• Aim
Reproduce the listing below word for word, line by line.

══════

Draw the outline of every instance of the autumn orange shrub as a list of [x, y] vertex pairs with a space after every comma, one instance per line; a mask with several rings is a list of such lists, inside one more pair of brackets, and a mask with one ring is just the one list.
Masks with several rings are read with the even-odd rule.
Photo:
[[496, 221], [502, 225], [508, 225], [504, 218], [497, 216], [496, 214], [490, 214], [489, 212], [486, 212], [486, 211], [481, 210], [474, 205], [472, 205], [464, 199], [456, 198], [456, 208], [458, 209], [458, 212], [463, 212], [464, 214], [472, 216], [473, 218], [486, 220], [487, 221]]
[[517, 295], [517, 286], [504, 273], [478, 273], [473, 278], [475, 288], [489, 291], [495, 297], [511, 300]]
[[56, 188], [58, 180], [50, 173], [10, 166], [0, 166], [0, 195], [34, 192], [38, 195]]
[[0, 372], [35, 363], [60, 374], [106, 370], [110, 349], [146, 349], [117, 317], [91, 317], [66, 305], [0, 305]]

══════

• Result for this exercise
Draw the outline of every instance of the autumn orange shrub as a list of [x, y] vertex pairs with a space after every comma, one instance per line; a mask with several rings is a list of such lists, inside one more pair of brackets, and a mask with one ring is just the one list.
Masks with several rings are read with the even-odd rule.
Photo:
[[496, 221], [502, 225], [508, 225], [504, 218], [497, 216], [496, 214], [490, 214], [489, 212], [486, 212], [486, 211], [481, 210], [474, 205], [472, 205], [464, 199], [456, 198], [456, 208], [458, 209], [458, 212], [463, 212], [464, 214], [472, 216], [473, 218], [486, 220], [487, 221]]
[[517, 295], [517, 286], [504, 273], [478, 273], [473, 278], [475, 288], [489, 291], [495, 297], [511, 300]]
[[56, 188], [58, 180], [50, 173], [10, 166], [0, 166], [0, 195], [34, 192], [38, 195]]
[[0, 372], [35, 363], [60, 374], [106, 370], [110, 349], [146, 349], [117, 317], [91, 317], [66, 305], [0, 305]]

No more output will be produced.